» WORK TO BE COMPLETED: Tally the lines of the listing that contain the string "covered". Give only the number.
begin THE INPUT
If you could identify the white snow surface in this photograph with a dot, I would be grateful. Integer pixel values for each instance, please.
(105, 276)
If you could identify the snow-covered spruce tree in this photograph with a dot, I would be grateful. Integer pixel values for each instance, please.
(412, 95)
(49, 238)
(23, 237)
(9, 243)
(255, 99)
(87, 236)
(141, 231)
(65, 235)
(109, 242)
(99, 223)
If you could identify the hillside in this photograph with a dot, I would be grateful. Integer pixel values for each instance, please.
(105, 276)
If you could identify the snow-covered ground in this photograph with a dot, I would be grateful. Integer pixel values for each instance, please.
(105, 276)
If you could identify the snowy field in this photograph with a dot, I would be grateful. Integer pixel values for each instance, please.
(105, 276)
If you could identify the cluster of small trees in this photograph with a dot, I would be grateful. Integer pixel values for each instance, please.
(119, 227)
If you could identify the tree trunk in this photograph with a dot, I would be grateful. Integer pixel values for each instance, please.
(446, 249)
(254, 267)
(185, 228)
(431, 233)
end THE INPUT
begin THE INPUT
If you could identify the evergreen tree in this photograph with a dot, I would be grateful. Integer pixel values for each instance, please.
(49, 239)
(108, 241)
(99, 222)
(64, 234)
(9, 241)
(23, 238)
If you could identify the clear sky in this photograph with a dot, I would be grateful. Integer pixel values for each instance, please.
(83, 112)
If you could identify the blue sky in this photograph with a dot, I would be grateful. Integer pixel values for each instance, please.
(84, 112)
end THE INPUT
» COMPLETE RESPONSE: 2